** INSTRUCTIONS FOR THE TASK **
Report how many lines of the listing below contain the string "shore". Give only the number.

Excerpts from point annotation listing:
- - -

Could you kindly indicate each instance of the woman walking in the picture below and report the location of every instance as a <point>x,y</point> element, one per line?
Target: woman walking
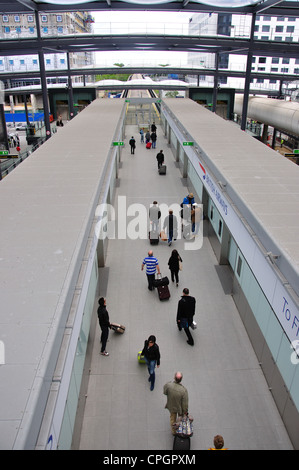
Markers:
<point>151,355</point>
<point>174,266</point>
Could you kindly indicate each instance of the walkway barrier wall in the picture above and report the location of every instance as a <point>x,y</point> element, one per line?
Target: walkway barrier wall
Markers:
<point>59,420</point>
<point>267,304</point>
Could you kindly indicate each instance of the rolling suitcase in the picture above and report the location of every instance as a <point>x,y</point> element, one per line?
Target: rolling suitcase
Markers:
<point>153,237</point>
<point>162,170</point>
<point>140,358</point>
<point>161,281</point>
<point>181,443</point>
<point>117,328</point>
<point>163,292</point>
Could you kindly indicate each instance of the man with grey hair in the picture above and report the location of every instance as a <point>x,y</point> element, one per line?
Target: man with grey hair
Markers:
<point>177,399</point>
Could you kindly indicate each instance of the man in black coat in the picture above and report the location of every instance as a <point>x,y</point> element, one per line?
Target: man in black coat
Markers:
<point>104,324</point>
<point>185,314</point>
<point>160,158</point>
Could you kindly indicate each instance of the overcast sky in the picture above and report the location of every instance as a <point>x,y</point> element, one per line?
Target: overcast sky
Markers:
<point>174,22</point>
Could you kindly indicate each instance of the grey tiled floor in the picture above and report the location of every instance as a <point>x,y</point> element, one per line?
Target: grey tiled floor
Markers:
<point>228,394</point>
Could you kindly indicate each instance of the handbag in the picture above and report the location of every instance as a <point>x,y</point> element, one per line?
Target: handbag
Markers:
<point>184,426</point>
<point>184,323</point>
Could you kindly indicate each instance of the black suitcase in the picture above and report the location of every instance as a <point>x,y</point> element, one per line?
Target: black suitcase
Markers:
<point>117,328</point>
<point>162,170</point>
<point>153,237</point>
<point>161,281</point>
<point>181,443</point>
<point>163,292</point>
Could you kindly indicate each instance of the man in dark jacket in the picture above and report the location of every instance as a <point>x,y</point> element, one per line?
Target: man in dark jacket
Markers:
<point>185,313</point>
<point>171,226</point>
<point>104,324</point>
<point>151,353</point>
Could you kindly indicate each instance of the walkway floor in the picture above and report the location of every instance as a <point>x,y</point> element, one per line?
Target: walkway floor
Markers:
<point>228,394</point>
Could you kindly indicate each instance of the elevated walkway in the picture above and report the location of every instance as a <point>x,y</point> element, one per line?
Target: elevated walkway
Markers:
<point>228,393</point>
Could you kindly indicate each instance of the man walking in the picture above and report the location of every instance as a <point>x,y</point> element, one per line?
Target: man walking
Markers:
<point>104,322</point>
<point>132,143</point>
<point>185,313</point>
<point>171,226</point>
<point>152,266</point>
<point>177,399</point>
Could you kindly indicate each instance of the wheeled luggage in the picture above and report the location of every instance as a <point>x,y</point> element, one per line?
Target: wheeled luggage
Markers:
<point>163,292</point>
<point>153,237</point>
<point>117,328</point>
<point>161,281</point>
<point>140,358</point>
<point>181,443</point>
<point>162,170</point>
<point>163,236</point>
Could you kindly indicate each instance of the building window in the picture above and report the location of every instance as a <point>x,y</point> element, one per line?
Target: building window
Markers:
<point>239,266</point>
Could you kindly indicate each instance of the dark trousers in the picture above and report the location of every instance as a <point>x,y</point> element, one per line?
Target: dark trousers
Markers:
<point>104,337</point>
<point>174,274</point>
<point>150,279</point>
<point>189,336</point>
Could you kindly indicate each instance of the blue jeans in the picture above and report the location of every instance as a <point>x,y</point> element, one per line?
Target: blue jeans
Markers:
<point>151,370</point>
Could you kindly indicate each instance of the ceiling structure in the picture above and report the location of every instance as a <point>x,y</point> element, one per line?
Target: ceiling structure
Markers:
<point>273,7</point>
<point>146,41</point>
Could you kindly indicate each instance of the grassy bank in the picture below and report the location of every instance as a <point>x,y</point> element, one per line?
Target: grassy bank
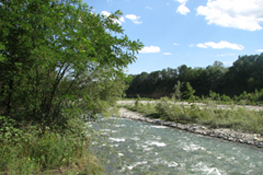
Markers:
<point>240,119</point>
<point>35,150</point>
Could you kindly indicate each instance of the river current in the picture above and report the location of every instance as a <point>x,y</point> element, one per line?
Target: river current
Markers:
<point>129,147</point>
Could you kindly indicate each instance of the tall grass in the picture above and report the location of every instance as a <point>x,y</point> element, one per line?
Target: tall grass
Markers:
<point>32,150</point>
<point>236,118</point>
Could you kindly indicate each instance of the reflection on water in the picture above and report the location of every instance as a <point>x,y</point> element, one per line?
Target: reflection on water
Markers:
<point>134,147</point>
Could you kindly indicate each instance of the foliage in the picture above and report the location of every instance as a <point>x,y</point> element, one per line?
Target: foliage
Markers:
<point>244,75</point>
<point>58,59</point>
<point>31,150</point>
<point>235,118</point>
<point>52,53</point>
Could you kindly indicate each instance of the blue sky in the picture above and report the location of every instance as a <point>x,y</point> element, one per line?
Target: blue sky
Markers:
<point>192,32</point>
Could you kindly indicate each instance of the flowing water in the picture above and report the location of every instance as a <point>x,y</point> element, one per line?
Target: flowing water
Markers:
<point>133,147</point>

- - -

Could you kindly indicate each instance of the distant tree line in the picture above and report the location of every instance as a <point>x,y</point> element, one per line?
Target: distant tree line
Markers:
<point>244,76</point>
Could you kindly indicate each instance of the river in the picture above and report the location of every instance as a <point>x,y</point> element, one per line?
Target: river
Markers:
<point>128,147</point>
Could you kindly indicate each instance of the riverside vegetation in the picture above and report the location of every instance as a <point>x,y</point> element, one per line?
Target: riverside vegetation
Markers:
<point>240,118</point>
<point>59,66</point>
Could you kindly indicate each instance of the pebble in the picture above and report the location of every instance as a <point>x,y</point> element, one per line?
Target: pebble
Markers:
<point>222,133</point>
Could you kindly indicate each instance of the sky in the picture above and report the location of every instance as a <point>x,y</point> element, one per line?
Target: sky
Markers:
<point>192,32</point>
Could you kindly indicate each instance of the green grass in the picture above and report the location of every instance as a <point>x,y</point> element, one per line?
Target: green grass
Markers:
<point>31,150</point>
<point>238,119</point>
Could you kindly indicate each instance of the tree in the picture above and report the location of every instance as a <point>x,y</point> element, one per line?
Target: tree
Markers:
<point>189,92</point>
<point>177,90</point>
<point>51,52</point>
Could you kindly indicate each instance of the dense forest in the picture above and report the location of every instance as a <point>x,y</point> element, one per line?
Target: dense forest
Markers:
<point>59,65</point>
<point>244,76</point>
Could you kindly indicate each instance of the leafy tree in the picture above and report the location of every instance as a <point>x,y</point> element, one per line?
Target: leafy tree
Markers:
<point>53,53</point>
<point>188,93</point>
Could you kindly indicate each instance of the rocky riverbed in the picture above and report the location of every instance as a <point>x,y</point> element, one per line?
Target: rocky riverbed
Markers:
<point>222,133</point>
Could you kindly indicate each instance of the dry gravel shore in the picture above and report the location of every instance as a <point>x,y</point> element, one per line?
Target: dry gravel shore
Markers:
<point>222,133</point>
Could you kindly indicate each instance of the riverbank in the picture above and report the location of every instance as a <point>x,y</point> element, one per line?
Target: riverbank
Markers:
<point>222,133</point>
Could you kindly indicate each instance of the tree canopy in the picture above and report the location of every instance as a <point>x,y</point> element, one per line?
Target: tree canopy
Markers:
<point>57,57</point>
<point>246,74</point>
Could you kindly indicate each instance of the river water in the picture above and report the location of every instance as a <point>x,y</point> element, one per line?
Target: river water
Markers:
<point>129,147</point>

- - -

** CORRECT RESPONSE **
2